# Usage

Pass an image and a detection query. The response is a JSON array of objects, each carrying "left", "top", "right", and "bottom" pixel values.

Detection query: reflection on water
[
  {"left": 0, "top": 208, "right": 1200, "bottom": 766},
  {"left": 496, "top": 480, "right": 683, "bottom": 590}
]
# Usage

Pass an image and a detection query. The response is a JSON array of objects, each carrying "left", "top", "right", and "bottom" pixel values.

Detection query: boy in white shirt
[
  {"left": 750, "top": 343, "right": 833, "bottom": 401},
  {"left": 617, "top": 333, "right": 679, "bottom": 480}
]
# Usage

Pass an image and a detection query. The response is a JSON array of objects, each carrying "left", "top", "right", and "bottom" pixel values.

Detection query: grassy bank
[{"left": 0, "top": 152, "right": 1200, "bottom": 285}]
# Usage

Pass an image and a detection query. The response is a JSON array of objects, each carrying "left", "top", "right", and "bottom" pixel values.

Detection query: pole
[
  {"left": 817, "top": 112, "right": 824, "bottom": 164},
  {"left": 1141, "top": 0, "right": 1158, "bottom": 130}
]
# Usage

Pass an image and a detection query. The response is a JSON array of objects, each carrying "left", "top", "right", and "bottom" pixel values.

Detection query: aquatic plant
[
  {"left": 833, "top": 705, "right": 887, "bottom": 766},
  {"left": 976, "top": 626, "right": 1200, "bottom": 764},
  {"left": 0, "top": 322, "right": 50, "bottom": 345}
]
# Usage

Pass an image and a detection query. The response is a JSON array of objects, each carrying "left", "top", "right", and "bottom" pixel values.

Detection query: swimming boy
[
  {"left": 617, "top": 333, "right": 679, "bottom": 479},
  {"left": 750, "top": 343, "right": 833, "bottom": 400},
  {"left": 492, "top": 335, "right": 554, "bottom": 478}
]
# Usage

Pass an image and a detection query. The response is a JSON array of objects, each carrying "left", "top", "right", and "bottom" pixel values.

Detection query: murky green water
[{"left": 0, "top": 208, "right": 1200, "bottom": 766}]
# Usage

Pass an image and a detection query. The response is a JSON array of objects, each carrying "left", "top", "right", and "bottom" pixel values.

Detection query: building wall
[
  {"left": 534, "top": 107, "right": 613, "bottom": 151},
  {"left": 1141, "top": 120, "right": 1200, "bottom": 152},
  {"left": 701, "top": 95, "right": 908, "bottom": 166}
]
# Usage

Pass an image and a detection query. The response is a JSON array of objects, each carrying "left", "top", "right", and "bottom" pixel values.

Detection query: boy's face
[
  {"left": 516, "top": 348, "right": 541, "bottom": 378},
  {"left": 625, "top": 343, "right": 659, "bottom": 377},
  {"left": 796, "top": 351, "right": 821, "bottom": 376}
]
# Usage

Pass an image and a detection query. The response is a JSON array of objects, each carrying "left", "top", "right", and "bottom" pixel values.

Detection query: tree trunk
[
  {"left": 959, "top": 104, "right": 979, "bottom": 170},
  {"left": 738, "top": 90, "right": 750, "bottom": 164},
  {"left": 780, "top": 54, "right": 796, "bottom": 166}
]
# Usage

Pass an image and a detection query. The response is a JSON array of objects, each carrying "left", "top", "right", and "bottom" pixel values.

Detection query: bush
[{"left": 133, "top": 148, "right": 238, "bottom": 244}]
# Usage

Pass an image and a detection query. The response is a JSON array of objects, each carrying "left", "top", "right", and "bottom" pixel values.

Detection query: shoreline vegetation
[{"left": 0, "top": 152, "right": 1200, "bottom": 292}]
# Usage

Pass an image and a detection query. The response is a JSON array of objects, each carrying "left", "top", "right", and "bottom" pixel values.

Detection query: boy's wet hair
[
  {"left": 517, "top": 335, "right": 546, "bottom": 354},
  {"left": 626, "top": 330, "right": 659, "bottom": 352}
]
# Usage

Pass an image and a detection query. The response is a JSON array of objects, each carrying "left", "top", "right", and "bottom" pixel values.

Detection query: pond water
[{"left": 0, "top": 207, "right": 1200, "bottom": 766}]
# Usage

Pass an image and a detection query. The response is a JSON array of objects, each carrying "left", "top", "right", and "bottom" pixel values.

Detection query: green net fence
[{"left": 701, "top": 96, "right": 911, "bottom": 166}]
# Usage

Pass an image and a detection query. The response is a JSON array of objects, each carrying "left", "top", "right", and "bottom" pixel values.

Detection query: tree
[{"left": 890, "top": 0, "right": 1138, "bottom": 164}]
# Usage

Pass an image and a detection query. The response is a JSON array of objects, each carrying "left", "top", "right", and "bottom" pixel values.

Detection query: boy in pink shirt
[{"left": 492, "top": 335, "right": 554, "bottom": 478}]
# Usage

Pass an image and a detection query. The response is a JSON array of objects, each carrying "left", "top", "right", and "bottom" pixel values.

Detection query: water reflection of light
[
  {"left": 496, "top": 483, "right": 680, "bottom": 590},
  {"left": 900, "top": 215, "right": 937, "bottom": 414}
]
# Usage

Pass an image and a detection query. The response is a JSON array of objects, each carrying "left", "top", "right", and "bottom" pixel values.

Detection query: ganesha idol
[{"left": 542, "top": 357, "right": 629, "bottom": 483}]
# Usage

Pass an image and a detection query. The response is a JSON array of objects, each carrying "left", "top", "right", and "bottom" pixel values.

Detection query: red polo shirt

+++

Task statement:
Write out each line of the data above again, exactly as given.

In response:
# Usage

Pass an image and a detection query. The response is a JSON array of objects, each carrying "left", "top", "right", and "bottom" pixel values.

Detection query: reflection on water
[
  {"left": 0, "top": 208, "right": 1200, "bottom": 766},
  {"left": 496, "top": 480, "right": 683, "bottom": 590}
]
# Usage

Pass an image and a detection query. The response is a JSON array of objects, each carrying "left", "top", "right", and "bottom" pixel values.

Detection query: boy in white shirt
[
  {"left": 750, "top": 343, "right": 833, "bottom": 401},
  {"left": 617, "top": 333, "right": 679, "bottom": 480}
]
# Usage

Pass an image and a detection query. The response is a JSON array of objects, each carrying "left", "top", "right", and "bottom" pixel values.

Detection query: grassy bank
[{"left": 0, "top": 152, "right": 1200, "bottom": 285}]
# Usage

Pass an image and a detection query. The response is a JSON array of objects, each carrying "left", "top", "right", and "bottom" pixel values.

Detection query: pole
[
  {"left": 817, "top": 112, "right": 824, "bottom": 164},
  {"left": 1141, "top": 0, "right": 1158, "bottom": 130}
]
# Usage

Pass an image and a detection query. The response is a JSON array of objects, each carrying "left", "top", "right", and "bottom" pixel values.

Detection query: aquatic plant
[
  {"left": 833, "top": 705, "right": 887, "bottom": 766},
  {"left": 976, "top": 626, "right": 1200, "bottom": 764},
  {"left": 0, "top": 322, "right": 50, "bottom": 345}
]
# Usage

Pass an image and a detection query. The response is a JSON array of objects, each carrying "left", "top", "right", and "bottom" pixel values.

Detection query: swimming boy
[
  {"left": 617, "top": 333, "right": 679, "bottom": 479},
  {"left": 750, "top": 343, "right": 833, "bottom": 400},
  {"left": 492, "top": 335, "right": 554, "bottom": 478}
]
# Usage

Pass an image and a detection query. The response is a JSON array of objects, each carrying "left", "top", "right", and "bottom" pixel values.

Detection query: murky green water
[{"left": 0, "top": 208, "right": 1200, "bottom": 766}]
# Usage

Pass an image and a detection query. The response is a JSON array of objects, each carrying "left", "top", "right", and "bottom" pixel values.

Detection query: building wall
[
  {"left": 534, "top": 107, "right": 613, "bottom": 151},
  {"left": 1141, "top": 120, "right": 1200, "bottom": 152},
  {"left": 701, "top": 95, "right": 908, "bottom": 166}
]
# Usage

Pass an image and a detection query. The response is a JSON array of objects, each carrying "left", "top", "right", and "bottom" pixel values.

Detection query: boy's face
[
  {"left": 516, "top": 348, "right": 541, "bottom": 378},
  {"left": 625, "top": 343, "right": 659, "bottom": 377},
  {"left": 796, "top": 351, "right": 821, "bottom": 376}
]
# Usage

Pass an image and a detection query. The response is a JSON array of objects, each carrying "left", "top", "right", and "bottom" pixel values.

Detection query: tree trunk
[
  {"left": 959, "top": 104, "right": 979, "bottom": 170},
  {"left": 738, "top": 90, "right": 750, "bottom": 164},
  {"left": 780, "top": 54, "right": 796, "bottom": 166}
]
# Usage

Pass an image and a detection query. The response is a JSON array of objects, each carrying "left", "top", "right", and "bottom" pixel values.

Detection query: bush
[{"left": 133, "top": 148, "right": 238, "bottom": 244}]
# Usage

Pass an image and a detection query. The response is a JSON array of objects, each carrying "left", "top", "right", and "bottom" pixel values.

Detection query: shoreline vegetation
[{"left": 0, "top": 152, "right": 1200, "bottom": 292}]
# Usage

Pass an image and a detection query. The response is a JSON array of objects, each carrying "left", "top", "right", and "bottom" pixel values.

Detection query: boy's wet hair
[
  {"left": 517, "top": 335, "right": 546, "bottom": 354},
  {"left": 626, "top": 330, "right": 659, "bottom": 352}
]
# Usage

Pass an image and a detection query. The response is a JSON array of objects, each carrying "left", "top", "right", and "bottom" pixel values.

Detection query: pond water
[{"left": 0, "top": 207, "right": 1200, "bottom": 766}]
# Usage

Pass an image and a detection query. The response is a JSON array of objects, each carrying "left", "top", "right", and "bottom" pixel values.

Detection query: green net fence
[{"left": 701, "top": 96, "right": 911, "bottom": 166}]
# Usage

Pass an image and a detection query. The response is a JSON array of objects, each carrying "left", "top", "right", and "bottom" pixel values.

Detection query: tree
[{"left": 890, "top": 0, "right": 1138, "bottom": 164}]
# Usage

Pass an image and a detection query. The response is a JSON array of objects, each carrying "left", "top", "right", and "bottom" pixel values.

Detection query: boy in pink shirt
[{"left": 492, "top": 335, "right": 554, "bottom": 478}]
# Usage

Pass an image and a detection query. The response is a JSON array of objects, each carrying "left", "top", "right", and "bottom" pixel values.

Detection query: water reflection of light
[
  {"left": 496, "top": 483, "right": 680, "bottom": 590},
  {"left": 900, "top": 215, "right": 937, "bottom": 414}
]
# Usage

Pass an image and a detection query. The response is a JSON array of objects, each carrying "left", "top", "right", and "bottom" pixel values.

Detection query: ganesha idol
[{"left": 542, "top": 357, "right": 629, "bottom": 483}]
# Usage

Pass an image and a detection query. The response is a JSON array of objects, each carrying "left", "top", "right", and "bottom" pixel values.

Detection query: red polo shirt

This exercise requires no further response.